JOB ▸ Reproduce each line exactly, including spacing and punctuation.

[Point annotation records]

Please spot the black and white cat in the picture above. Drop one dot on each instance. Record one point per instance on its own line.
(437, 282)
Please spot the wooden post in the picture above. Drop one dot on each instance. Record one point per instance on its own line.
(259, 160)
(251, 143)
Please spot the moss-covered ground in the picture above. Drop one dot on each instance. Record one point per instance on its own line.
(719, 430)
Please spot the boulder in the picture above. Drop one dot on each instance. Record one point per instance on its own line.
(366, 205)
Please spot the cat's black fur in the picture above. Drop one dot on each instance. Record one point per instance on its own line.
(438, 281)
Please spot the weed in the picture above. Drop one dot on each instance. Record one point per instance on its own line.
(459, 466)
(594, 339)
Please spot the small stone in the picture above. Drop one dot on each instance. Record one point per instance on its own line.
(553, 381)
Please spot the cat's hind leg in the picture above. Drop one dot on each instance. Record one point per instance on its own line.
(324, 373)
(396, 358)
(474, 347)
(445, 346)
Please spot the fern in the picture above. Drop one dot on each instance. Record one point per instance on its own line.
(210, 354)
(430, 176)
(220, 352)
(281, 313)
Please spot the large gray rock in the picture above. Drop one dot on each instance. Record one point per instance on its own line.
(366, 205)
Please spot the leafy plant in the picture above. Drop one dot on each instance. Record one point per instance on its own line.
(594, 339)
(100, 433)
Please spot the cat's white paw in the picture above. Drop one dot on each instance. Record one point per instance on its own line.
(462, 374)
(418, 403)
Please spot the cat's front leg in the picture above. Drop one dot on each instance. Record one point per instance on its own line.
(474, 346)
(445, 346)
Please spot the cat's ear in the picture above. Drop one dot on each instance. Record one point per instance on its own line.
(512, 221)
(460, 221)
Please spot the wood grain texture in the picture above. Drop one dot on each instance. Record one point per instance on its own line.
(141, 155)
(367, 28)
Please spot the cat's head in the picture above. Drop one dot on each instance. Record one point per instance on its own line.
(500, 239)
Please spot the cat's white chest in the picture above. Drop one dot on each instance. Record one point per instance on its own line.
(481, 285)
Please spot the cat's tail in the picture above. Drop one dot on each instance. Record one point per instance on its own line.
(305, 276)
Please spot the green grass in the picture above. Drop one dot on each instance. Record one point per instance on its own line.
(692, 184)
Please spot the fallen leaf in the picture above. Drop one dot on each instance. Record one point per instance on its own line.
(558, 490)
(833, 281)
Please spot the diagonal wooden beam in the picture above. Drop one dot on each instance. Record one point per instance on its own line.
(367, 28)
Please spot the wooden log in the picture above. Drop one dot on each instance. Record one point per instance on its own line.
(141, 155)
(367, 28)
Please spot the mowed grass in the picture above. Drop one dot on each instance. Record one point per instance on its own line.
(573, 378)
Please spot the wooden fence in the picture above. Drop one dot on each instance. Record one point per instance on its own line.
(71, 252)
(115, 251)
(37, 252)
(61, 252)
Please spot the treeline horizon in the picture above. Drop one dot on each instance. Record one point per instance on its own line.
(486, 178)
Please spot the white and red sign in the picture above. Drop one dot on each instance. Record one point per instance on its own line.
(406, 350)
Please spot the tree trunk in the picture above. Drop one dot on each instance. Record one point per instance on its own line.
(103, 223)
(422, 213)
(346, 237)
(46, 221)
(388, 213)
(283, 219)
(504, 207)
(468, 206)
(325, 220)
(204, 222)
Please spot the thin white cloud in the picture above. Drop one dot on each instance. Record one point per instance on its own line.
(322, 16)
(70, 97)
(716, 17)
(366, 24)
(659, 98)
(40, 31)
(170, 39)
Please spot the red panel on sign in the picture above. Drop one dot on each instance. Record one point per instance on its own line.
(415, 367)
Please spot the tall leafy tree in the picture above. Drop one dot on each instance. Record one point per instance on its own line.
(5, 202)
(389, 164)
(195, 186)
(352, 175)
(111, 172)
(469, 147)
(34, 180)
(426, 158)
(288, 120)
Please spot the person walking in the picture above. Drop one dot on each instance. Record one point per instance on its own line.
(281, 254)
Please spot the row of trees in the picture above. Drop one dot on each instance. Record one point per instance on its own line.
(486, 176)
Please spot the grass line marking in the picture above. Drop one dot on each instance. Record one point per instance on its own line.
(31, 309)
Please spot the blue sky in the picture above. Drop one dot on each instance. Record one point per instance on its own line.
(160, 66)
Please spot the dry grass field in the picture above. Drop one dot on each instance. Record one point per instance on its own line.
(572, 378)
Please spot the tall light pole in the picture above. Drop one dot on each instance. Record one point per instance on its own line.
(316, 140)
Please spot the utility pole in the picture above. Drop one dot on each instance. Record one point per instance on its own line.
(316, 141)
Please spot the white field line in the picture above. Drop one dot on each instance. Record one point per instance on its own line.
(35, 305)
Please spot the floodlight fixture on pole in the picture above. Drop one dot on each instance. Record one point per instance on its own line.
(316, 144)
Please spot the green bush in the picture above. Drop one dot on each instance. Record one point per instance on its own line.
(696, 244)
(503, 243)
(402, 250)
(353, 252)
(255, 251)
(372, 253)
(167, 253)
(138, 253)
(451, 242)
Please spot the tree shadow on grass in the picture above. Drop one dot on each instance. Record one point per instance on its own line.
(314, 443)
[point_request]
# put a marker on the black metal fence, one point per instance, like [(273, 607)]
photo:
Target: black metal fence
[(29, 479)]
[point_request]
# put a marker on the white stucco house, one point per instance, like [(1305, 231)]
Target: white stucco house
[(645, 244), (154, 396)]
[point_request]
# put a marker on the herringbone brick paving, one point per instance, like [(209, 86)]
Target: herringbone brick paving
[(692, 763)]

COMPLETE OUTPUT ▸
Please spot the black and white cat in the picture above. Drop one dot on each instance. Record one point per instance on its own line.
(437, 282)
Please spot the wooden post in the picture above. Drop one dot on each instance. Record one point per instance on its own line.
(259, 160)
(251, 143)
Please spot the moss-covered ground in the picture above. Drop one dot on each instance. Record one point per instance on its own line.
(719, 430)
Please spot the boulder in the picture above. Drop one dot on each instance. Record one point per instance on its own line.
(366, 205)
Please spot the cat's black fur in the picture above. Drop one dot on each instance. Record one point per instance on its own line.
(438, 281)
Please spot the weed in the picture above. Drop one dot on each instance. Record one point per instance on its own line.
(459, 466)
(594, 339)
Please spot the small stone in the picture above. Drop one dot on each instance. Record one point per instance on its own line.
(553, 381)
Please spot the cat's hind leg in the picture above. Drop one dot on each instance. Record one point per instance on its own line.
(324, 373)
(396, 358)
(474, 347)
(445, 346)
Please spot the fern in the picture above. Drop one dot on each instance. Record one point per instance on its own line.
(210, 354)
(430, 176)
(220, 352)
(281, 313)
Please spot the large gray rock in the picture above. Drop one dot on each instance. Record one point per instance on its own line.
(366, 205)
Please spot the leafy plant in the picture above. Drop one dot on each instance. Record one point per instance on its own line.
(594, 339)
(100, 433)
Please spot the cat's white paw in the picture above. Drop one dot on each instance. Record one point per instance on its own line.
(462, 374)
(418, 403)
Please spot the cat's front leg in the picture above. Drop one dot on each instance. Record one point per instance on its own line.
(474, 346)
(445, 346)
Please spot the cat's ear in the picture above. Drop one dot on each instance. Record one point per instance on its own line.
(512, 221)
(460, 221)
Please spot the wood grain texture in the picture above. Drop one dot on each instance. Record one point per instance on its own line.
(141, 155)
(367, 28)
Please spot the cat's head in the picture above. Drop one dot on each instance. Record one point per instance on its own line.
(500, 239)
Please spot the cat's white chest in the picture above. Drop one dot on each instance. Record one point per instance on its own line.
(481, 285)
Please spot the cat's tail in the picture above. Drop one dot on each instance. Record one point per instance on its own line.
(305, 276)
Please spot the green grass in the picture above. Drop one dot on each instance. Record one point per instance on its own line.
(692, 184)
Please spot the fallen leaf in the picture above. Drop one dot on each instance. Record one point per instance on its own line.
(558, 490)
(833, 281)
Please spot the diagonal wooden beam in the picture above. Drop one dot on each instance. Record one point per instance on its own line.
(367, 28)
Please spot the wooden log in the picture above. Drop one dot on each instance. Record one point per instance on its own line.
(141, 155)
(367, 28)
Please spot the mowed grass in the picture above. Drop one dot on each instance. Record one point per instance on its own line.
(573, 378)
Please spot the wooden fence in the picture above. Drop one dot on each instance. Record one point per instance on its own line.
(71, 252)
(115, 251)
(37, 252)
(61, 252)
Please spot the treeline horizon in the picture above. Drop one dot on each instance. Record one point per instance on its own line.
(486, 178)
Please spot the white and red sign in the picture above. Drop one dot on each instance. Record one point per instance on its own line.
(406, 350)
Please spot the tree trunk in the picture above. Drop one dot on each instance. Record one point per instance on its own line.
(103, 223)
(422, 213)
(346, 237)
(46, 221)
(388, 213)
(283, 219)
(504, 207)
(468, 206)
(325, 220)
(204, 222)
Please spot the thin white cloud in the picture above. Drop one dot on each instance. Record one point per instance on its own line.
(322, 16)
(70, 97)
(716, 17)
(366, 24)
(659, 98)
(40, 31)
(170, 39)
Please spot the red panel on sign in the picture above. Drop one dot on each instance. Record one point per instance on its own line.
(415, 367)
Please spot the tall leafy tree in the picture above. Drop one dot on each instance. Record one point per instance on its own line.
(5, 202)
(389, 164)
(195, 186)
(352, 175)
(111, 172)
(469, 147)
(34, 180)
(426, 158)
(288, 120)
Please spot the person walking in the picture above. Drop one dot on each instance. Record one point per instance on its own line.
(281, 254)
Please spot the row of trees in the picture above. Drop one dot on each instance. Record one point per instance on its own line.
(486, 176)
Please spot the grass line marking in the picture above. Drop one dot on each instance. Record one point per instance on its own line.
(31, 309)
Please spot the blue sky in the picture above. Drop one dot on each instance. Record one point per instance on its own line.
(160, 66)
Please spot the dry grass field in the picture above. Drop one dot on each instance. Record one point per instance on its own line.
(572, 378)
Please spot the tall light pole in the picture above. Drop one dot on each instance. Record one point per instance on its own line.
(316, 140)
Please spot the utility pole in the picture above. Drop one dot on each instance. Record one point per instance on its own line.
(316, 141)
Please spot the white field line in the picture above. Drop one dot on each instance. Record one point per instance on its own line.
(35, 305)
Please spot the floodlight fixture on pole in the picture above. Drop one dot on each instance. Record one point per instance on its own line.
(316, 144)
Please spot the green bush in the picture above. Drop one dot on each instance. Record one point per instance on its own line.
(696, 244)
(503, 243)
(402, 250)
(353, 252)
(255, 251)
(372, 253)
(167, 253)
(138, 253)
(451, 242)
Please spot the tree shadow on grass in the picture above. Drop one dot on each instance. Record one point per instance on its own line.
(314, 443)
[point_request]
# put a marker on the black metal fence, one point per instance, like [(273, 607)]
photo:
Target: black metal fence
[(29, 479)]
[point_request]
# put a marker on the white stucco house, one point per instance, like [(1305, 231)]
Target: white stucco house
[(645, 244), (154, 396)]
[point_request]
# put a marker on the herringbone brick paving, one point per instance, like [(209, 86)]
Target: herringbone brick paving
[(692, 763)]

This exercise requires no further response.